#### GIVEN REQUEST 1:
In the reviews, who is named as the head of the company?
#### GIVEN REQUEST 2:
Copy out everything in the reviews from "3- censorship on" down to "of the company...".

RSS Reviews  (0 - 10 of 41)

1- inferior graphics when compared to Leadwerks 2.0...
2- convoluted, misleading and confusing (if not outright deceptive) promotional hype...
3- censorship on the forums of legitimate questions and comments...
4- the head of the company has followed me around the internet trying to get web publishers to delete my critical comments...

a long time licensee and proponent for Leadwerks, i can no longer support the company and the direction it is heading... there are other more dependable and less expensive development alternatives out there that offer more... i feel that Leadwerks has lost its vision and has become little more than a money making machine for Joshua Klint, the head of the company...

The quickest way to summarize it I think, is that the engine is seemingly designed to slow down workflow in favor of looking complex and cool. I really feel like this was designed that so it looked really good in promotion, but in practice it's just not great. The wording in descriptions and the site is very particular, making the engine sound far more pleasant and robust than it is (though I suppose you can't expect developers to do anything but that). I mean, really, "Our renderer redefines realtime with image quality more like a cg render than real-time games of the past." Come on.

First and foremost, the documentation is puny. It's hardly worth mentioning. You will be learning how to do everything through trial and error.

The few included functions and "features" are very basic.

UI:
The UI seems to be designed to look robust and complex and useful, as it's mostly simple operations spread out and often duplicated in menus. The console at the bottom isn't useful much of the time and there doesn't seem to be any obvious way of hiding it, and so a large portion of your workspace is taken up. All of the tabs at the right side of the window take up way, way more space than they require, using up even more space. Even after familiar with where everything is, finding everything still feels like a game of Where's Waldo. Don't even get me started on texturing brushes.

#### DATASET RECORDS:
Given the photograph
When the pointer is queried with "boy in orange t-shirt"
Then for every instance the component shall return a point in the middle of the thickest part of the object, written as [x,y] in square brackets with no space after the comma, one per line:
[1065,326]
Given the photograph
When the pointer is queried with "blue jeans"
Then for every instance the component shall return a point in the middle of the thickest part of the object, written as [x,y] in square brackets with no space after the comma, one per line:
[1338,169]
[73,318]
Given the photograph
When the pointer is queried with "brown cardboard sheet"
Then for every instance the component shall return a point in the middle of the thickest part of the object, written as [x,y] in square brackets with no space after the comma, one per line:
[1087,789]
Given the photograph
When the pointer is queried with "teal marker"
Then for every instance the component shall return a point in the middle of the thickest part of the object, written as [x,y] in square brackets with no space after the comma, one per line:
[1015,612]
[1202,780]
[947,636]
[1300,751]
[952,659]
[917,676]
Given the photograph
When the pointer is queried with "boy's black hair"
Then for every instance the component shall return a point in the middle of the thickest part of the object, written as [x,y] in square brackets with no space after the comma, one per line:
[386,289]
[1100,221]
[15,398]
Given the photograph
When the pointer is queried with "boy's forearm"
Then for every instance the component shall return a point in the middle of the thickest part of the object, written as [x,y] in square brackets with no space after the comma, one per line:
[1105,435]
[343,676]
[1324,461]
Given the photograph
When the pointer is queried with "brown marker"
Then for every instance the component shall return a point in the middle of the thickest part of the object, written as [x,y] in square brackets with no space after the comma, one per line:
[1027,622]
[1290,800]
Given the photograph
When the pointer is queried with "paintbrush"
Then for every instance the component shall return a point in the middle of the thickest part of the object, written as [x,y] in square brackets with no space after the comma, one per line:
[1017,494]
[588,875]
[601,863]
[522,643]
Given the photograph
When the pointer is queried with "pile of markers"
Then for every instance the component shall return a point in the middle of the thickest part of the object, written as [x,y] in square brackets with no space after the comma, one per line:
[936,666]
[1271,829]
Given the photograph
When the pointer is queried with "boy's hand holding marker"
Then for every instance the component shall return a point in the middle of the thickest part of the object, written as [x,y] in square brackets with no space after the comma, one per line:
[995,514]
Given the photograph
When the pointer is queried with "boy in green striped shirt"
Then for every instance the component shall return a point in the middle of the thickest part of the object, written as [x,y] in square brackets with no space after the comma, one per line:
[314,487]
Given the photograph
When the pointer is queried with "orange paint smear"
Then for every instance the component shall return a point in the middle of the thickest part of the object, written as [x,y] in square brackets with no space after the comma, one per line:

#### PROBLEM SOLUTION 1:
Joshua Klint

#### PROBLEM SOLUTION 2:
3- censorship on the forums of legitimate questions and comments...
4- the head of the company has followed me around the internet trying to get web publishers to delete my critical comments...

a long time licensee and proponent for Leadwerks, i can no longer support the company and the direction it is heading... there are other more dependable and less expensive development alternatives out there that offer more... i feel that Leadwerks has lost its vision and has become little more than a money making machine for Joshua Klint, the head of the company...